From the line containing "the green lawn" through the last line of the entries below, repeat each line word for word and leave out the rest.

----- Material provided

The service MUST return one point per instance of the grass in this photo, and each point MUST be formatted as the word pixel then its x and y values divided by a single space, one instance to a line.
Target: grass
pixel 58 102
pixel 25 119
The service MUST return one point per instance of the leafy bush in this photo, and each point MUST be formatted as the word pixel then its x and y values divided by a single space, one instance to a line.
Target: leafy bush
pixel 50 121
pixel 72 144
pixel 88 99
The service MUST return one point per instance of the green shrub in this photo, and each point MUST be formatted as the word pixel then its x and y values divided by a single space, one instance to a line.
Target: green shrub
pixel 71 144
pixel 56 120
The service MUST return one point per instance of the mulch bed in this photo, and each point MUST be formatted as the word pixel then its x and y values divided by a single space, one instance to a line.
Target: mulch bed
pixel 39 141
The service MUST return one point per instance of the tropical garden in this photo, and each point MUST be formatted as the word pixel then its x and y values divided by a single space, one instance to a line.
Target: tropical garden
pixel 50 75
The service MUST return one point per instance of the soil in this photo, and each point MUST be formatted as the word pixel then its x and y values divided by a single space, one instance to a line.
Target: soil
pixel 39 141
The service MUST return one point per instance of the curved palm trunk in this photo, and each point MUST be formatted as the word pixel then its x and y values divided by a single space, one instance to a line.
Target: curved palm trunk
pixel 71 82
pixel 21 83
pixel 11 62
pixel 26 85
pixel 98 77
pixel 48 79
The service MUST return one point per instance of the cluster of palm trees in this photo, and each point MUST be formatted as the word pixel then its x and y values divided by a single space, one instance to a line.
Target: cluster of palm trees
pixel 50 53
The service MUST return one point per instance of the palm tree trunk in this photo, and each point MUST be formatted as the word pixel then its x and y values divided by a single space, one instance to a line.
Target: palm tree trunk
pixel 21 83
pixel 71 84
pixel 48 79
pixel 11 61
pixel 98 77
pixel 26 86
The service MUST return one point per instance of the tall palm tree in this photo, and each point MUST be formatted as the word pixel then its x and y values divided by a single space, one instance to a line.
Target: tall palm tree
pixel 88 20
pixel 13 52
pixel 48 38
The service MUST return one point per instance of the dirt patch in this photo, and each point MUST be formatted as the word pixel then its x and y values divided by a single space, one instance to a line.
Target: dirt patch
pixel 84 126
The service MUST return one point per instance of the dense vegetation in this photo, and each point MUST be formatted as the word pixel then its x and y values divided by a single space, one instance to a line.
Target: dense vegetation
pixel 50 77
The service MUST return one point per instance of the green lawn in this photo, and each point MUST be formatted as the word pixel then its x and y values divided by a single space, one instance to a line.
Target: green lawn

----------

:: Answer area ::
The service MUST return one point per instance of the green lawn in this photo, and each point MUST be formatted as the word pixel then its x and y values divided by a single space, one instance to a line.
Target: green lawn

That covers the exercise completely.